# Work request:
The records below are to be copied exactly, with every picture left out.

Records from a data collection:
Segment Open

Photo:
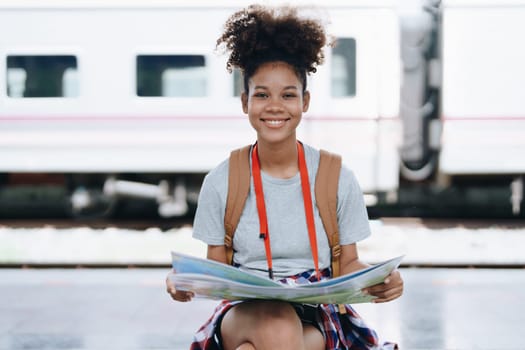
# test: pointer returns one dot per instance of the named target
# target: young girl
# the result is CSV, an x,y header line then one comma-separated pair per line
x,y
275,49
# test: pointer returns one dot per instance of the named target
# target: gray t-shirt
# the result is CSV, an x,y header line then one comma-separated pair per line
x,y
290,244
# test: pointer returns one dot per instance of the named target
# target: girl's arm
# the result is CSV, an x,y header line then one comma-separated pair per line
x,y
390,289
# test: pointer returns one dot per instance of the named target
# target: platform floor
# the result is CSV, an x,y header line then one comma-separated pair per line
x,y
129,309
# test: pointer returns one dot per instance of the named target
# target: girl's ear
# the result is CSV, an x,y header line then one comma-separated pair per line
x,y
244,100
306,101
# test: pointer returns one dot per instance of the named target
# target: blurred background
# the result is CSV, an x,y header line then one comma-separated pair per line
x,y
112,112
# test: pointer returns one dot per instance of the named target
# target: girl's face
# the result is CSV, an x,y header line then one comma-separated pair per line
x,y
275,102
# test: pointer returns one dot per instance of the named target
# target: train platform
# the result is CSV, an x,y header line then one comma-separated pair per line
x,y
456,309
422,242
471,298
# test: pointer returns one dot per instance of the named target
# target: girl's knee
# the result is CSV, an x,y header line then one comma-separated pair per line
x,y
261,322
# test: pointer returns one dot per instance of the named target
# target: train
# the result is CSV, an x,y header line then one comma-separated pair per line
x,y
107,105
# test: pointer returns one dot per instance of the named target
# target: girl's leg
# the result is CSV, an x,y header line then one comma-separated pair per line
x,y
266,325
313,338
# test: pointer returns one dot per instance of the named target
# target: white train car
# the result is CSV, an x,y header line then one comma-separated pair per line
x,y
130,98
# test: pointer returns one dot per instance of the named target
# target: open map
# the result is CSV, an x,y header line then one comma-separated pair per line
x,y
210,279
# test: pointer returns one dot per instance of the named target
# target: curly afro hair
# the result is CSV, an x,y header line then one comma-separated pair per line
x,y
258,34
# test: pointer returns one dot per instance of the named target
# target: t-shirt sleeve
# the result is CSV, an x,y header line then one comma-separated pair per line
x,y
208,224
351,210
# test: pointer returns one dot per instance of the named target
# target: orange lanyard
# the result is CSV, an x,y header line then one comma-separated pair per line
x,y
261,207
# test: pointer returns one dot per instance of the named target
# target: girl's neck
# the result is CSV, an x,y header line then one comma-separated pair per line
x,y
278,160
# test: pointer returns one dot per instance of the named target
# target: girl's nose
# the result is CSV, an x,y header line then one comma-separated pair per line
x,y
274,105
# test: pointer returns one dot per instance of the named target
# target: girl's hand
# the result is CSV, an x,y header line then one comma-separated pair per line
x,y
390,289
175,294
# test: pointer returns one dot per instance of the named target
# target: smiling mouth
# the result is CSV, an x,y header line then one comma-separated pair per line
x,y
275,122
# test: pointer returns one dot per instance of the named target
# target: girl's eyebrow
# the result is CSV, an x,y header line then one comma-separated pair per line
x,y
293,87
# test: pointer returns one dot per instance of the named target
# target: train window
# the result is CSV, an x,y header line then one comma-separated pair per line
x,y
343,68
237,82
42,76
171,75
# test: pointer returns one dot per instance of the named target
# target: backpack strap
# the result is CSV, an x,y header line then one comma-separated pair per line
x,y
326,185
238,189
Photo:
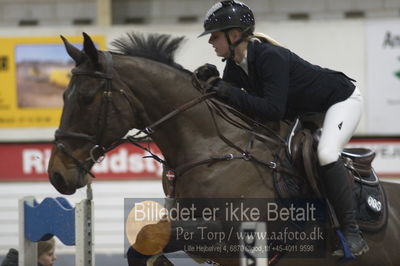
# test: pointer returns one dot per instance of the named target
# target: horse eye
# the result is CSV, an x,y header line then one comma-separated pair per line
x,y
86,99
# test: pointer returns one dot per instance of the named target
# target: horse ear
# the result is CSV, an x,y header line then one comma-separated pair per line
x,y
72,51
90,49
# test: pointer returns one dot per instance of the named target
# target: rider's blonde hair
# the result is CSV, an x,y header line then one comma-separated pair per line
x,y
265,38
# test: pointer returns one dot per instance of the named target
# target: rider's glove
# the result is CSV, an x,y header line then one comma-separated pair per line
x,y
205,72
221,88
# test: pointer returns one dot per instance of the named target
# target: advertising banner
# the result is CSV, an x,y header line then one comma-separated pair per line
x,y
383,77
28,162
34,72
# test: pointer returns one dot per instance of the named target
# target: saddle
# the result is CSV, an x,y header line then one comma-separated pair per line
x,y
303,178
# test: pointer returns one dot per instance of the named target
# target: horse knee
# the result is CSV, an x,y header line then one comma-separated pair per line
x,y
153,238
327,155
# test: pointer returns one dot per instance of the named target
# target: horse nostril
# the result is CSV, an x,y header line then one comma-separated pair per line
x,y
58,181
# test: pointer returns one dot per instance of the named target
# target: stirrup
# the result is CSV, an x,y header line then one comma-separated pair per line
x,y
345,252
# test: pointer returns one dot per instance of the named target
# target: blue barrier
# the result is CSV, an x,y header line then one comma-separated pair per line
x,y
73,226
52,217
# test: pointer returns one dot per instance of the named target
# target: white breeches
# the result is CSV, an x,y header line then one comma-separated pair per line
x,y
340,122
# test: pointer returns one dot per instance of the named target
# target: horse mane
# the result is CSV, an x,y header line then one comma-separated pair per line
x,y
157,47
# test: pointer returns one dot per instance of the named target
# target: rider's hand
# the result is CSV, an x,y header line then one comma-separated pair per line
x,y
207,71
221,88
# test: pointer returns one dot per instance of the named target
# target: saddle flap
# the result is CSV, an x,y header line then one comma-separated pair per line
x,y
359,160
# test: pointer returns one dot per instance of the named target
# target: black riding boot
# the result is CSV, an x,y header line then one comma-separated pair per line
x,y
340,195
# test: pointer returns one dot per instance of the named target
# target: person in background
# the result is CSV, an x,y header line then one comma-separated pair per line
x,y
46,255
46,252
269,82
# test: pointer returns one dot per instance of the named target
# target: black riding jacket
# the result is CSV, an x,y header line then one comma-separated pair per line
x,y
281,85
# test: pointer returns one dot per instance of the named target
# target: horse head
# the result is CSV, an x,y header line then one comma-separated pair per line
x,y
93,98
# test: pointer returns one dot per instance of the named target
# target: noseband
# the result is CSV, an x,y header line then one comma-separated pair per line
x,y
106,100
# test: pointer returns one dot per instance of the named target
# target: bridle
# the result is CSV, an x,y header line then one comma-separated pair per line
x,y
98,150
105,103
149,130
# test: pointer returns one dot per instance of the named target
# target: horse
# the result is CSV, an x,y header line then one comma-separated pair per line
x,y
140,86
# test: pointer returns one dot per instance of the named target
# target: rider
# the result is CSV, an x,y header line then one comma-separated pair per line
x,y
265,80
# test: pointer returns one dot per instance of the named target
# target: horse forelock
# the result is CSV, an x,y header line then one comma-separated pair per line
x,y
157,47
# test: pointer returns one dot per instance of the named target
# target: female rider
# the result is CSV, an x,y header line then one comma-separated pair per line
x,y
267,81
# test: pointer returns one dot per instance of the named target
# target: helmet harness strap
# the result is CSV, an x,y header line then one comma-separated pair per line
x,y
245,33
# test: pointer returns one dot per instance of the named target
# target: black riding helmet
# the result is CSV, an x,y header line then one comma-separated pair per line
x,y
227,15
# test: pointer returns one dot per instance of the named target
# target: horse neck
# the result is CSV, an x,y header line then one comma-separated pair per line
x,y
162,89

Segment Closed

# Answer:
Photo:
# test: pointer returns one dot per instance of the named target
# target: young girl
# the result is CSV, an x,y header line then one comma-separated pair per line
x,y
275,49
# test: pointer returns one dot per instance of the named target
# target: gray t-shirt
# the result is CSV, an x,y header line then one comma-separated pair per line
x,y
290,244
# test: pointer returns one dot per instance of the named target
# target: girl's arm
# the result is CSV, an x,y header line then one comma-separated pair per line
x,y
390,289
# test: pointer returns one dot per instance of the named target
# target: platform floor
# the result is CSV, an x,y header line then one comma-separated pair per line
x,y
129,309
# test: pointer returns one dot per instance of the named target
# target: girl's ear
# the result is CSV, an x,y header line then one comma-separated pair per line
x,y
244,100
306,101
# test: pointer returns one dot per instance of the named target
# target: blurred background
# the result is CSV, an x,y header line then one comma-separated pair per line
x,y
112,112
# test: pointer returns one dot per instance of the named target
# target: girl's face
# the result is CSV, an x,y header line then one comma-separated pair per line
x,y
275,102
# test: pointer returns one dot per instance of the named target
# target: train platform
# the result is CSV, an x,y header line then one comma-separated pair per line
x,y
456,309
422,242
471,298
# test: pointer returns one dot per instance of the named target
# target: girl's knee
# the result is CSV, an x,y header line then one comma-separated pair per line
x,y
261,322
# test: pointer returns one dot per instance of the named target
# target: train
# the result is CSV, an x,y header line then one comma-separated pair per line
x,y
107,105
# test: pointer returns one dot per instance of the named target
# target: girl's leg
# the result is CSV, an x,y header line then one comma-separated pair per line
x,y
266,325
313,338
# test: pointer returns one dot per instance of the named target
# target: white train car
# the result is CSV, an x,y header line then one comma-separated pair per line
x,y
130,98
# test: pointer returns one dot per instance of the named target
# target: open map
# the result is CSV, an x,y header line then one comma-separated pair per line
x,y
210,279
# test: pointer returns one dot per instance of the named target
# target: curly afro hair
# the result is CSV, an x,y header line then one comma-separated pair per line
x,y
258,34
# test: pointer returns one dot per instance of the named target
# target: t-shirt sleeve
# the result is CSV, an x,y header line then one comma-separated pair per line
x,y
208,224
351,210
# test: pointer returns one dot per instance of the named target
# target: orange lanyard
# the result is CSV, an x,y header line then one comma-separated pair per line
x,y
261,207
# test: pointer returns one dot per instance of the named target
# target: girl's neck
# the result is CSV, an x,y header line then one comma-separated pair per line
x,y
278,160
# test: pointer returns one dot per instance of the named target
# target: girl's nose
# the result is CSV, an x,y header line then one comma-separated pair per line
x,y
274,105
# test: pointer returns one dot per instance of the named target
# target: girl's hand
# the result is CSV, an x,y header line then one comma-separated pair per line
x,y
390,289
175,294
# test: pointer returns one dot per instance of the named target
# target: smiling mouth
# the result is CSV, an x,y header line then one comma-separated pair per line
x,y
275,122
# test: pointer returns one dot per instance of the named target
# target: girl's eyebrow
# the result is CSV, an x,y header line then one comma-separated pair per line
x,y
293,87
# test: pointer returns one dot per instance of the named target
# target: train window
# the result is CSV, an x,y header line then one comma-separated pair per line
x,y
343,68
237,82
42,76
171,75
# test: pointer returns one dot per instance of the named target
# target: backpack strap
# the result is CSV, an x,y header line then one comma-separated pair per line
x,y
326,185
238,189
Photo:
# test: pointer returns one dot per instance of the named target
# target: horse eye
# the result is CSV, an x,y header line then one comma-separated pair per line
x,y
86,99
# test: pointer returns one dot per instance of the named target
# target: horse ear
# the result is CSV, an x,y header line then one comma-separated pair per line
x,y
72,51
90,49
# test: pointer returns one dot per instance of the named target
# target: rider's blonde hair
# the result is CSV, an x,y header line then one comma-separated pair per line
x,y
265,38
# test: pointer returns one dot per instance of the named target
# target: rider's glove
# the result is CSV, an x,y header line then one comma-separated pair per line
x,y
205,72
221,88
# test: pointer returns one dot per instance of the named target
# target: advertising banner
# the result is CSV, an x,y header line then one comma-separated pair per line
x,y
383,77
28,162
34,72
# test: pointer returns one dot per instance of the named target
# target: saddle
# the result is CSV, an x,y header line then one comma-separated pair per line
x,y
303,178
# test: pointer returns one dot per instance of the named target
# target: horse knee
# the result is CSV, an x,y header line then one comma-separated pair per line
x,y
153,238
327,155
# test: pointer returns one dot per instance of the named target
# target: horse nostril
# the result is CSV, an x,y header line then one comma-separated pair per line
x,y
58,181
# test: pointer returns one dot per instance of the named target
# target: stirrup
# the result is CSV, an x,y header line then one comma-separated pair per line
x,y
345,252
# test: pointer returns one dot per instance of the named target
# target: blue barrier
# the result is CSV, an x,y header line then one comma-separated pair per line
x,y
73,226
52,217
# test: pointer returns one dot per instance of the named target
# target: white breeches
# the result is CSV, an x,y header line then one comma-separated pair per line
x,y
340,122
# test: pointer returns one dot per instance of the named target
# target: horse mane
# the result is CSV, an x,y header line then one comma-separated pair per line
x,y
157,47
# test: pointer returns one dot per instance of the named target
# target: rider's hand
# the result is CSV, an x,y header line then one comma-separated pair per line
x,y
207,71
221,88
# test: pointer returns one dot per instance of the named target
# target: saddle flap
# the result is CSV, an x,y header line then one comma-separated pair per line
x,y
359,160
# test: pointer returns one dot per instance of the named target
# target: black riding boot
# the result is CSV, an x,y header line then one comma-separated pair per line
x,y
340,195
# test: pointer returns one dot per instance of the named target
# target: person in background
# the result is CSV, an x,y header line then one comma-separated pair per line
x,y
46,255
46,252
269,82
# test: pointer returns one dot per instance of the named target
# target: black riding jacket
# the result is CSV, an x,y header line then one comma-separated pair per line
x,y
281,85
# test: pointer returns one dot per instance of the named target
# target: horse head
# the result is CSV, an x,y header line then one comma-separated pair per line
x,y
93,98
# test: pointer returns one dot per instance of the named target
# target: noseband
# the result is CSV, an x,y header line then one comma-separated pair per line
x,y
106,100
# test: pointer returns one dot per instance of the named target
# target: bridle
# the result is CSV, an x,y header line then one comma-separated pair per line
x,y
98,150
105,103
149,130
# test: pointer returns one dot per instance of the named target
# target: horse
# the result is CSV, an x,y header line then one comma-separated pair per line
x,y
140,86
# test: pointer returns one dot per instance of the named target
# target: rider
# the result is CSV, an x,y header line then one comma-separated pair per line
x,y
265,80
# test: pointer returns one dot per instance of the named target
# target: horse forelock
# the result is CSV, an x,y header line then one comma-separated pair per line
x,y
157,47
# test: pointer returns one dot per instance of the named target
# target: female rider
# the result is CSV, an x,y header line then one comma-separated pair per line
x,y
267,81
# test: pointer returns one dot per instance of the named target
# target: helmet harness strap
# the result is CSV, an x,y header line then one comma-separated pair per line
x,y
245,33
# test: pointer returns one dot per instance of the named target
# target: black riding helmet
# the result is CSV, an x,y header line then one comma-separated pair per line
x,y
227,15
# test: pointer returns one dot per instance of the named target
# target: horse neck
# the result is CSV, an x,y header line then one comma-separated pair per line
x,y
162,89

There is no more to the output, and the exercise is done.